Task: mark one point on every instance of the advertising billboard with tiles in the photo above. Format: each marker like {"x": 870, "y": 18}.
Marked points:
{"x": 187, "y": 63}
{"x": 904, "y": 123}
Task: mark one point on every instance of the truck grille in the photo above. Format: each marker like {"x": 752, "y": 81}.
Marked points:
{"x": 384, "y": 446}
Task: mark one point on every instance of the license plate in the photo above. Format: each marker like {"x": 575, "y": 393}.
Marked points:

= = =

▶ **Instructions for the task**:
Reproduce every item above, swapping each "instance" for "occurrence" and leaving everything else unchanged.

▶ **Response for this exercise**:
Task: mark one point on every occurrence of the advertising billboard with tiles in the photo above. Format: each marker like {"x": 870, "y": 18}.
Marked points:
{"x": 187, "y": 63}
{"x": 904, "y": 123}
Task: mark one point on every occurrence of the truck grille in the photo above. Format: each marker like {"x": 752, "y": 81}.
Marked points:
{"x": 384, "y": 446}
Task: mark one point on every occurrence of the license plate in the photo above. Format: each marker like {"x": 575, "y": 393}.
Marked points:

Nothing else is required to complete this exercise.